(EXCERPT PROVIDED)

NATIONAL NEWS - In the days leading up to President Cyril Ramaphosa’s 2021 State of the Nation (Sona) address, South Africa experienced yet another bout of controlled black outs and load shedding.
This as the economy tries to recover from the hard and soft lockdowns imposed by the Covid-19 pandemic.
Part of South Africa’s economic recovery plan, Ramaphosa said, is to rapidly expand the country’s energy generation capacity.
As such the work done at the state-owned power utility Eskom to create three separate entities for generation, transmission and distribution “will lay the foundations for an efficient, modern and competitive energy system”.
Slight improvements, but not enough
He reported that Eskom was making “substantial progress” with intensive maintenance and “operational excellence programmes” to improve the reliability of its coal fleet.
“We are working closely with Eskom on proposals to improve its financial position, manage its debt and reduce its dependence on the fiscus,” Ramaphosa said.
“This requires a review of the tariff path to ensure that it reflects all reasonable costs and measures to resolve the problem of municipal debt.”
In December 2020, the Eskom Social Compact was signed, kickstarting what actions are needed to be taken for it to meet the needs of the country both now and in the future.
Ramaphosa said the Department of Mineral Resources and Energy will soon announce the successful bids for 2,000 megawatts of emergency power.
There are also regulations being put into place for municipalities to diversify their energy sources by buying power from independent power producers.
There will also be an additional 11,800 megawatts of power, due to come from renewable energy, natural gas, battery storage and coal, in line with the country’s 2019 Integrated Resource Plan (IRP).
However, he said that Eskom will still fall short of between 4,000 and 6,000 megawatts of power over the next five years while older coal-fired power plants reach the end of their life.
Proposals for an additional 2,600 megawatts from wind and solar energy will come on board soon to address this shortfall.

(End EXCERPT PROVIDED)
(RECORDS SUPPLIED)

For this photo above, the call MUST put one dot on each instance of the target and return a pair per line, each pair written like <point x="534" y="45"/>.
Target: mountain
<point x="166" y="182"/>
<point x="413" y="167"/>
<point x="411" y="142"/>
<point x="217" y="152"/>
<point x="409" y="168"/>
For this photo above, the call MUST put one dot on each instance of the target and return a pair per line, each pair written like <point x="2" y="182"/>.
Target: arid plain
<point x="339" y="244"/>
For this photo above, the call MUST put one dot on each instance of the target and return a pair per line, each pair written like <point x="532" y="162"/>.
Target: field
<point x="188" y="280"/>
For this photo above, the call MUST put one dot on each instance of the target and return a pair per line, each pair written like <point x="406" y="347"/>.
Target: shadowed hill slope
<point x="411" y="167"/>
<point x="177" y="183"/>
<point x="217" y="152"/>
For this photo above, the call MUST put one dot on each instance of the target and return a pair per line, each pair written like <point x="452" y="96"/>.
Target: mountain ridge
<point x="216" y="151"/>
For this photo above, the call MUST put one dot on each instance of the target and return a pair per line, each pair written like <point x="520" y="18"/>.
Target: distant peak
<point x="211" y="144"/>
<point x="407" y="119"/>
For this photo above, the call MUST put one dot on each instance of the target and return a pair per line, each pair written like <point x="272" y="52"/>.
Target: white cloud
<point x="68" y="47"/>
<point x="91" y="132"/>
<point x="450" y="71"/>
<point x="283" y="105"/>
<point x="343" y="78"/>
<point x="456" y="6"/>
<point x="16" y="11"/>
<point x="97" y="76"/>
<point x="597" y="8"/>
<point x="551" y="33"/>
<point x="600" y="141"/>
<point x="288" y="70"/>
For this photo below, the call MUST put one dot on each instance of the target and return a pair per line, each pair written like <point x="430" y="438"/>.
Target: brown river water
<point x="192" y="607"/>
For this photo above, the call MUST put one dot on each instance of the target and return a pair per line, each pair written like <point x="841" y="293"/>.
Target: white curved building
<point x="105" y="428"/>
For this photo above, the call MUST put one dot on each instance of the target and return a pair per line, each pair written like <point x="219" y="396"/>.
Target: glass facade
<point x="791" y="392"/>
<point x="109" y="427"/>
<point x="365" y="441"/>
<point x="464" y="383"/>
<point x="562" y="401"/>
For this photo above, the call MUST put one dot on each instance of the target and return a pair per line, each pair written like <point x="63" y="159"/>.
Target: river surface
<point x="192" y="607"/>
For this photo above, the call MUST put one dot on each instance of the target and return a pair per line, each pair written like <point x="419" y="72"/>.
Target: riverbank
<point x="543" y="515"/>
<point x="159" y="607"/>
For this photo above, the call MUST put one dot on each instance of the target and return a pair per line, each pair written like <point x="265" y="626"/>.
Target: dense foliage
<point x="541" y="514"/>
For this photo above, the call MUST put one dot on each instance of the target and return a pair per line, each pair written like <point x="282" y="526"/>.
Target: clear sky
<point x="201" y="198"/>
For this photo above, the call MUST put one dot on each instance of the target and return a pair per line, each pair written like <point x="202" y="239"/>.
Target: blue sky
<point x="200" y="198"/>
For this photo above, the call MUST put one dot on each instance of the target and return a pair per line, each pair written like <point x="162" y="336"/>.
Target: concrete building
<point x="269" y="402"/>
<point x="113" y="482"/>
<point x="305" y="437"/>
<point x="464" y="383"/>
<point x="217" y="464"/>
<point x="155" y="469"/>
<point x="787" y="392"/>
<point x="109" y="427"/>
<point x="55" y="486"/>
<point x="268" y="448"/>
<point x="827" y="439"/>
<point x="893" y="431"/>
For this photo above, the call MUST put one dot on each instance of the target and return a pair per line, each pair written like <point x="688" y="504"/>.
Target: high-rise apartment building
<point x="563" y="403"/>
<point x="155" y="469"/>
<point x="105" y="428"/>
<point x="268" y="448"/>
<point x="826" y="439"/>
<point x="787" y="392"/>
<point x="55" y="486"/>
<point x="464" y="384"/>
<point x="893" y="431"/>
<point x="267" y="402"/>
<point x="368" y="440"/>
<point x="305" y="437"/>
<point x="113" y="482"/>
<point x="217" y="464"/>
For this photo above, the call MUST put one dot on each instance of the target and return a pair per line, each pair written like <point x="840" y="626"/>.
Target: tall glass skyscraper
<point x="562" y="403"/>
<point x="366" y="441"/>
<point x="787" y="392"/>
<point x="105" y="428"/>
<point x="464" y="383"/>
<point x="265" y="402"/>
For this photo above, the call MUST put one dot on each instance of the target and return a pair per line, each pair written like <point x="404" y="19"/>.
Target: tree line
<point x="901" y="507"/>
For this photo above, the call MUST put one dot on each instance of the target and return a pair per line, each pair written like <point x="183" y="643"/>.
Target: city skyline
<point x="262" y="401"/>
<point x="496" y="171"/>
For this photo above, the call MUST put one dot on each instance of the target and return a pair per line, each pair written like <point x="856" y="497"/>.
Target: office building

(End RECORDS SUPPLIED)

_EXERCISE_
According to the news article on the 2021 State of the Nation address, how many megawatts is Eskom expected to fall short by over the next five years?

_WRITTEN ANSWER_
Between 4,000 and 6,000 megawatts.